**Problem requirements:** Your copy should match the records exactly, apart from the pictures, which stay out.

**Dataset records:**
######
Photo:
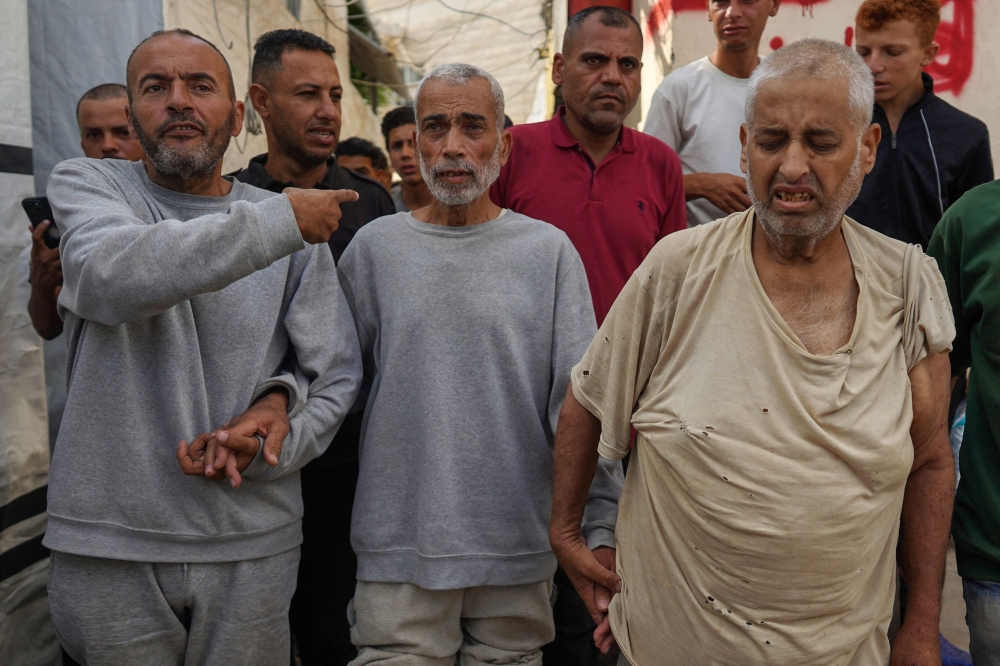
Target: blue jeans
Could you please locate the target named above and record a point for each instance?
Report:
(982, 614)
######
**Exercise response:**
Photo:
Target: blue jeans
Could you please locate the target named above and record a point for each instance?
Report:
(982, 614)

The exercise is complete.